BEGIN GIVEN RECORDS

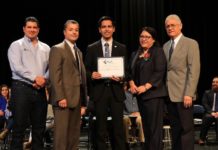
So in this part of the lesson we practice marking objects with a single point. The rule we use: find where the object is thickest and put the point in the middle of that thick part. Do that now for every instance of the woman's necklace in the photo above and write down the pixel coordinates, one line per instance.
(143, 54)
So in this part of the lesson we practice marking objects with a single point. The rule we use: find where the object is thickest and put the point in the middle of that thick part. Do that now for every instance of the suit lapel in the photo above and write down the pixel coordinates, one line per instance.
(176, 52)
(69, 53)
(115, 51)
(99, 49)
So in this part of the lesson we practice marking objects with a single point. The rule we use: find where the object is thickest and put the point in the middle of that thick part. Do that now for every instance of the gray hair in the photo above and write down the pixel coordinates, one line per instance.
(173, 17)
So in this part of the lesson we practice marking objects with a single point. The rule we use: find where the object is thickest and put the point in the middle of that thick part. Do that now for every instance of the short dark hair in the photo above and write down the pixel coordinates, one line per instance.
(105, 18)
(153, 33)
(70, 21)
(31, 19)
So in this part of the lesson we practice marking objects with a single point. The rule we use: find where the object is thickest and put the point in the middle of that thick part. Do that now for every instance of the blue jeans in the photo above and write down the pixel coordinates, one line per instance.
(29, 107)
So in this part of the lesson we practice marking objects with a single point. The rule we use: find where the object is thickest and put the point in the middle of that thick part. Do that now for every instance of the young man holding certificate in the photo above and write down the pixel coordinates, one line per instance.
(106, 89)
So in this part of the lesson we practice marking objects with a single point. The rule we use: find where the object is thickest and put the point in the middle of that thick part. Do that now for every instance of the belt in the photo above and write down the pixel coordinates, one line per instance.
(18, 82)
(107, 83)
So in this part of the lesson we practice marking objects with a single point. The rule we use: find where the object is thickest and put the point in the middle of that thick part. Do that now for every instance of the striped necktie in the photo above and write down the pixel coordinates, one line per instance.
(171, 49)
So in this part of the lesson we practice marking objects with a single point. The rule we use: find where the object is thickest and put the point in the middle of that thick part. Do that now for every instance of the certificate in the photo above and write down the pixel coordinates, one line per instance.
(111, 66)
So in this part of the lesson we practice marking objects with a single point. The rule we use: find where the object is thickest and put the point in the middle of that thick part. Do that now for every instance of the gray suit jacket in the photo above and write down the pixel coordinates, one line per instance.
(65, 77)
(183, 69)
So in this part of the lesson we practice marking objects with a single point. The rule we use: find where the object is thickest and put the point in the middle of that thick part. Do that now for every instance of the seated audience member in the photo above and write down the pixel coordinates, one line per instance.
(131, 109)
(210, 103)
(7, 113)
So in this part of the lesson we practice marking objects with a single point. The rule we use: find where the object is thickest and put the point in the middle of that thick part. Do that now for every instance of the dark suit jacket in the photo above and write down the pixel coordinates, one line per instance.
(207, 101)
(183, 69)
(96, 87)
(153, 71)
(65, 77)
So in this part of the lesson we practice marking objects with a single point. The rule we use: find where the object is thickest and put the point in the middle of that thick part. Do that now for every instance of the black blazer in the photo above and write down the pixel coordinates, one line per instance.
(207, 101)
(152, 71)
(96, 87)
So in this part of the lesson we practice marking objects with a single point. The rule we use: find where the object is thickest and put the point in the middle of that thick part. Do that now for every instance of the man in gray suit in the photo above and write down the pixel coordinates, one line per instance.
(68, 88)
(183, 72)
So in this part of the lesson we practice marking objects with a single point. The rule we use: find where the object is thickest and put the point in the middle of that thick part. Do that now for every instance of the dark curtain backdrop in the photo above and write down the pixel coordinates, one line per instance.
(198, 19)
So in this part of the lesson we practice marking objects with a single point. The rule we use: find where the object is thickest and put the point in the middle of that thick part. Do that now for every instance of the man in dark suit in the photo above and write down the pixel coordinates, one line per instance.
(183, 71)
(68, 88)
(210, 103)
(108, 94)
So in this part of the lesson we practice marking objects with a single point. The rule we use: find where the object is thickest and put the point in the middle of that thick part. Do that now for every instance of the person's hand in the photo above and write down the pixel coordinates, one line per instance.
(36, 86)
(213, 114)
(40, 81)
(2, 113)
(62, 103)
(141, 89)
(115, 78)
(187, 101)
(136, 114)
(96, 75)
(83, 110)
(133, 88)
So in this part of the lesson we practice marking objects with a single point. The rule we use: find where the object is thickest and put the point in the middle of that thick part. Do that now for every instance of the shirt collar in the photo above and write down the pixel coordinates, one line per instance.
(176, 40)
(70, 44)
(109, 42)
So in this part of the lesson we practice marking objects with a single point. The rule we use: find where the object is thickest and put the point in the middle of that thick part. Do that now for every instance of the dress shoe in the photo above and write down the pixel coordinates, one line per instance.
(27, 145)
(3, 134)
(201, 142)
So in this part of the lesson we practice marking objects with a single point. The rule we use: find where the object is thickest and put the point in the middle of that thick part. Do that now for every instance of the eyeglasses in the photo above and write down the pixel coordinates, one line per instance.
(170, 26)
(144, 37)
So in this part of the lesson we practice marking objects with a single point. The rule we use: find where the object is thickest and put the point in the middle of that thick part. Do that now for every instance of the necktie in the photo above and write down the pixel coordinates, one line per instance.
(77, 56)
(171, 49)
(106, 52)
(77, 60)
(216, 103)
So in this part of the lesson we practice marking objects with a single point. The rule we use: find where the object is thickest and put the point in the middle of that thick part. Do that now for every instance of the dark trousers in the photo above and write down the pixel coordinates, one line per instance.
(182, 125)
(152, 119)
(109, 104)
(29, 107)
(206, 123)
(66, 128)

END GIVEN RECORDS
BEGIN GIVEN RECORDS

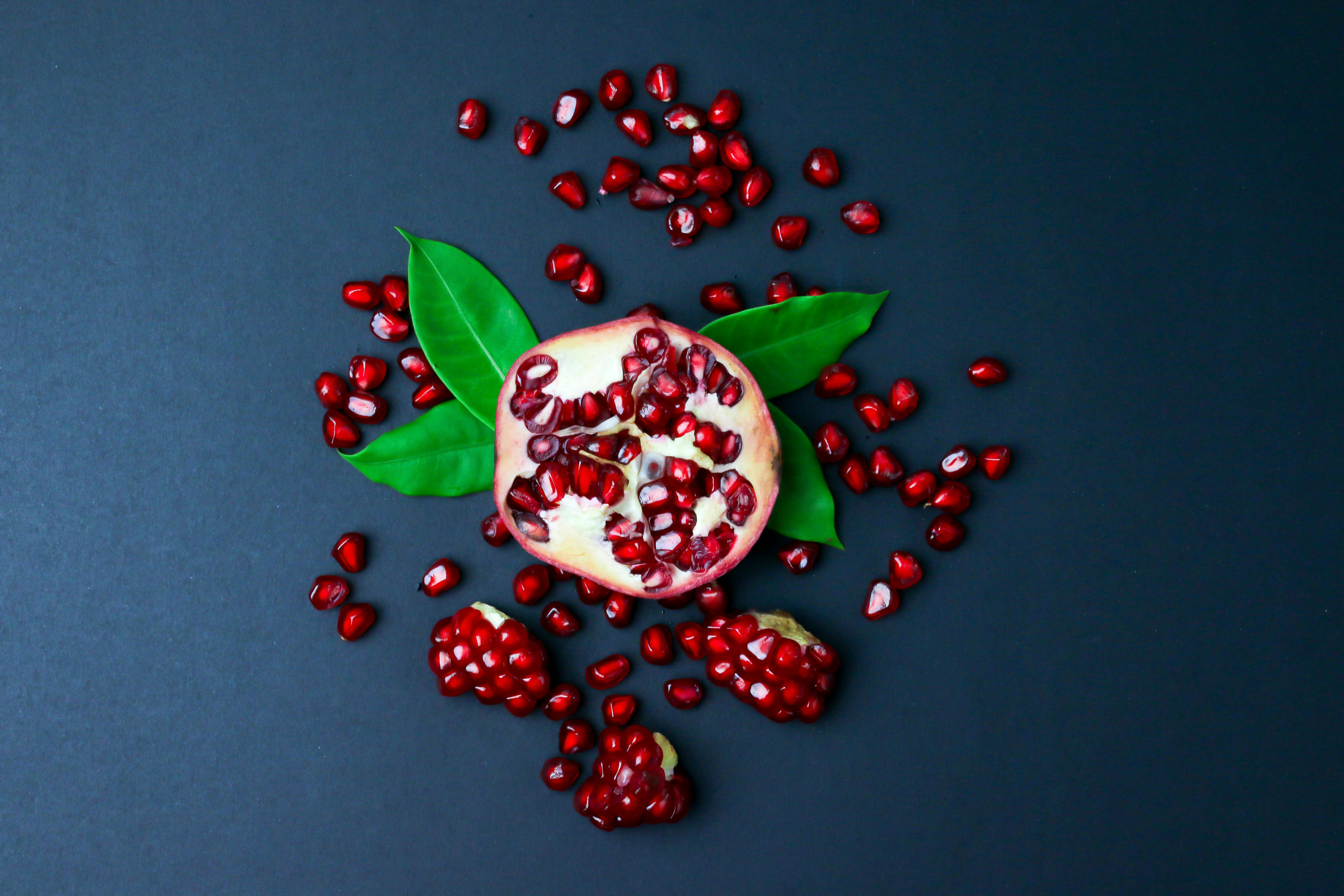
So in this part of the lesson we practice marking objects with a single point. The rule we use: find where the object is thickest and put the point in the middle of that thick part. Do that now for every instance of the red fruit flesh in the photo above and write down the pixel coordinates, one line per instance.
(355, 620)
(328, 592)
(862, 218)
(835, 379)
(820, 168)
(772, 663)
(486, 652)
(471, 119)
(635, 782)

END GIVEN RECORDS

• _PROBLEM_: Locate every line in the records that contains the word "suit", matching case exactly, and copy each of those lines.

• _EXERCISE RESPONSE_:
So in this part of the lesson we practice marking objects with a single point. The rule we use: find where the object is thickest and put the point in the middle of that thick part. Do that now for every instance of the suit lapel in the photo above and write down the pixel coordinates, one line per instance.
So in this part of the lesson we practice marking objects with a single point. The rule we use: find where the object is thickest and put the point in the middle of that thick part. Do that now for every instance of the gray suit jacket in the photo above and write down the pixel coordinates, one line per instance.
So in this part of the lesson we practice marking objects with a single point. The rule we use: find where the object is thickest and put the point in the middle of that thick part. Do that now for every instance of the dark suit jacket in the photo above and write down the pixel coordinates, one line per instance.
So in this part of the lesson we practice marking objects with a single point. The rule we use: find where the object is thickest and put the point in the middle of that thick part. Do that now for every instance of the man in gray suit in the photo above and write down the pixel coordinates, one line per instance.
So in this part of the lesson we practice marking objects with a single point. The rule we use: find where the object is thickest and put the point in the middle of that thick part. Do that now for every instance of the man in dark suit in the photo above and write down the pixel coordinates, one line per instance.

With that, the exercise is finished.